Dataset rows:
■ ■ ■ ■

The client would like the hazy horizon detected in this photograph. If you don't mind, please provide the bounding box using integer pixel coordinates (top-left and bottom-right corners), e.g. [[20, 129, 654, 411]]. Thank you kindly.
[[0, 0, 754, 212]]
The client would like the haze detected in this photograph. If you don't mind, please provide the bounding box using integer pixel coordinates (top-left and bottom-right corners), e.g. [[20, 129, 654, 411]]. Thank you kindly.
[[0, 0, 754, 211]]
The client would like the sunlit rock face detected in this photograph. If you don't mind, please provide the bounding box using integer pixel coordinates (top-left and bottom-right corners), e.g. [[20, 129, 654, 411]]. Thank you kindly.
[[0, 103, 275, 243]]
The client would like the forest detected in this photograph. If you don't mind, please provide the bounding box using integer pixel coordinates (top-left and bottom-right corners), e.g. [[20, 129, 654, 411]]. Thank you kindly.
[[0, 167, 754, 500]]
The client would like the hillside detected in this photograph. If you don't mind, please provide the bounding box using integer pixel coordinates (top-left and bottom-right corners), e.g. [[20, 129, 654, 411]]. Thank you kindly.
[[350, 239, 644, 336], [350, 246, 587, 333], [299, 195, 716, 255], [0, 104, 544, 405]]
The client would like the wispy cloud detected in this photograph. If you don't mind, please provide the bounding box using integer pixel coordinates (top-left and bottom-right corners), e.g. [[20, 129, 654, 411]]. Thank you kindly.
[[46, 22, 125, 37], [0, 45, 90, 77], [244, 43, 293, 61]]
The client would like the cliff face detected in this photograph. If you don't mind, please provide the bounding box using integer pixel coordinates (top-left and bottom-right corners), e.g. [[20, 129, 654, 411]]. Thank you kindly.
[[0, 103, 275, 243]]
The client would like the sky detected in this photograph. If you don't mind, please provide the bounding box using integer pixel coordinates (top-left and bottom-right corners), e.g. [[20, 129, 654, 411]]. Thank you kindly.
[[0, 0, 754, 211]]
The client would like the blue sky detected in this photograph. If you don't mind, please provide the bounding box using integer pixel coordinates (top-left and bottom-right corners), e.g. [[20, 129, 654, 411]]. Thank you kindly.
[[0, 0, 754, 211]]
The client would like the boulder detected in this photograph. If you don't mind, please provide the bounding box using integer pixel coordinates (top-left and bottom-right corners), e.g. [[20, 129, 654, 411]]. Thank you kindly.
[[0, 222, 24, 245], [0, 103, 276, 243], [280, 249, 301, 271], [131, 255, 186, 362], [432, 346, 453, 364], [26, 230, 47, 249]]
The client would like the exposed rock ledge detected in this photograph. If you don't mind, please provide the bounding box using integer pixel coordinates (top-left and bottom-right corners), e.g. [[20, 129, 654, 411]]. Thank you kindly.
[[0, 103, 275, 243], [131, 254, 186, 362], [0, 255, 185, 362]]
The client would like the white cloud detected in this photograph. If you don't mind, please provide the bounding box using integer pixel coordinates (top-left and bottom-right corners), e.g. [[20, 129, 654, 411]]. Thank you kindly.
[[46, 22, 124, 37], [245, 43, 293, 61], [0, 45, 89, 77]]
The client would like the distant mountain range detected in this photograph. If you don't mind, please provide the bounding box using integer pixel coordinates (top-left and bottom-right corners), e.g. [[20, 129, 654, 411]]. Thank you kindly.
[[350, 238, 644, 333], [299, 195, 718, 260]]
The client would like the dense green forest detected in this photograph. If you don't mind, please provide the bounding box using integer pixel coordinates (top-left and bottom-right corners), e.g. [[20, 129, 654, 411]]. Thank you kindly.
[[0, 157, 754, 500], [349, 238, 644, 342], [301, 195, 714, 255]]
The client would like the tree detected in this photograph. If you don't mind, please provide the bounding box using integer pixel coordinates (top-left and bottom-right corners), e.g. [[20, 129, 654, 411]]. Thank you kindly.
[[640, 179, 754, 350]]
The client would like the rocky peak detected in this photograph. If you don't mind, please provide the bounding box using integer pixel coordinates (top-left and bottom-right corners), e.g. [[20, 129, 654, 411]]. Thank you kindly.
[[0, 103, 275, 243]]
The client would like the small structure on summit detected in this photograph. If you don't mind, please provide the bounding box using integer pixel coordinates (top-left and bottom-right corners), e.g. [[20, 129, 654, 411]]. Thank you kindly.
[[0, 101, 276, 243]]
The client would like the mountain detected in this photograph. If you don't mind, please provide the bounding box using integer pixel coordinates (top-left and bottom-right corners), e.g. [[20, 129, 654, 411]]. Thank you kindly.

■ ■ ■ ■

Directions for this task => Rewrite every line of the listing above as a numbered list, omitting any blank lines.

Written solution =>
1. The client would like the hazy horizon detected in this photograph. If you don't mind, please provide the bounding box using integer pixel coordinates (top-left and bottom-right corners), e.g. [[20, 129, 654, 411]]. Thank you kindly.
2. [[0, 0, 754, 212]]
3. The client would like the haze detected in this photograph. If you don't mind, please provide the bounding box using integer pixel coordinates (top-left and bottom-right corners), e.g. [[20, 129, 654, 411]]. Thank you kindly.
4. [[0, 0, 754, 211]]
5. The client would like the sunlit rock face detected in this photograph. If you don't mind, please provide the bounding box using integer pixel coordinates (top-left and bottom-right corners), e.g. [[20, 129, 654, 411]]. Thank you kindly.
6. [[0, 103, 275, 243]]
7. The client would like the forest detected in this photograph. If you don't mind, please provide the bounding box using integer pixel coordinates (top-left and bottom-right corners), e.g. [[20, 129, 654, 411]]. Thank you kindly.
8. [[0, 167, 754, 500]]
9. The client would like the hillside detected in this photograph. If you don't mind, please provide the bounding box using integer pixel coordinates (top-left and bottom-right corners), e.g. [[20, 129, 654, 411]]. Thank you kindly.
10. [[350, 239, 644, 336], [350, 246, 587, 333], [299, 195, 716, 255], [0, 104, 544, 405]]
11. The client would like the wispy cloud detected in this photograph. If you don't mind, please provide the bounding box using integer pixel coordinates (top-left and bottom-right corners), e.g. [[20, 129, 654, 411]]. Thank you kindly.
12. [[46, 22, 125, 37], [0, 45, 90, 77], [244, 43, 293, 61]]
13. The client would like the cliff face detected in this photograph. If you don't mind, please provide the bounding box using integer pixel coordinates (top-left and bottom-right corners), e.g. [[20, 129, 654, 411]]. Thank you kindly.
14. [[0, 103, 275, 243]]
15. The client would like the sky detected in this photograph. If you don't mind, please provide the bounding box using integer pixel coordinates (top-left and bottom-right corners), e.g. [[20, 129, 654, 411]]. Thank you kindly.
16. [[0, 0, 754, 211]]
17. The client would like the blue sky detected in this photograph. If you don't mind, please provide the bounding box using integer pixel coordinates (top-left and bottom-right corners), e.g. [[20, 129, 654, 411]]. Thank you kindly.
18. [[0, 0, 754, 211]]
19. The client would like the boulder detected in this photograph. If you don't mind, please provide the bounding box using integer pixel coordinates (top-left and bottom-right corners), e.g. [[20, 129, 654, 411]]. Thank you kindly.
20. [[0, 222, 24, 245], [0, 103, 276, 243], [280, 249, 301, 271], [131, 255, 186, 362], [432, 346, 453, 364], [26, 230, 47, 249]]
21. The client would like the exposed rock ledge detected in this photograph. If you don't mind, please provide the bounding box using integer pixel coordinates (top-left and bottom-right corners), e.g. [[20, 129, 654, 411]]. Thank you kindly.
22. [[0, 103, 275, 243], [131, 254, 186, 362], [0, 255, 185, 362]]
23. The client would like the white cloud detected in this photograph. If you don't mind, please provide the bounding box using integer pixel coordinates (top-left and bottom-right corners), e.g. [[20, 129, 654, 411]]. Thank you kindly.
24. [[46, 22, 124, 37], [245, 43, 293, 61], [0, 45, 89, 77]]
25. The client would like the distant mountain range detected in this photograph. If you don't mind, please provide the bounding box using integer pixel coordinates (top-left and bottom-right corners), e.g. [[20, 129, 654, 411]]. Thank you kindly.
26. [[350, 238, 644, 333], [299, 195, 718, 260]]
27. The client would like the dense green forest detected in this photograph. If you don't mind, please provide the bounding box using integer pixel coordinates (top-left and bottom-right corners), e.g. [[20, 129, 654, 411]]. Thank you kindly.
28. [[0, 157, 754, 500], [349, 238, 644, 342], [301, 195, 714, 255]]
29. The client would like the tree detected in this photograph. If you don't mind, please provide the bounding box using integer pixel coordinates (top-left and bottom-right corners), e.g. [[20, 129, 654, 411]]. Thank you kindly.
30. [[640, 179, 754, 350]]
31. The client would like the rocky peak detected in this photograph. If you don't mind, please provide the bounding box using integer pixel coordinates (top-left and bottom-right corners), e.g. [[20, 129, 654, 411]]. Thank you kindly.
32. [[0, 103, 275, 243]]
33. The client would like the small structure on summit detected in this photograph. If you don't mind, please provide the bounding box using integer pixel coordinates (top-left and bottom-right corners), e.g. [[20, 129, 654, 411]]. Thank you kindly.
34. [[0, 101, 276, 243]]
35. The client would like the mountain detected in this photograph. If you don't mind, please provide the bounding box using integer pixel coordinates (top-left and bottom-right corners), e.g. [[20, 129, 654, 411]]. Thank you kindly.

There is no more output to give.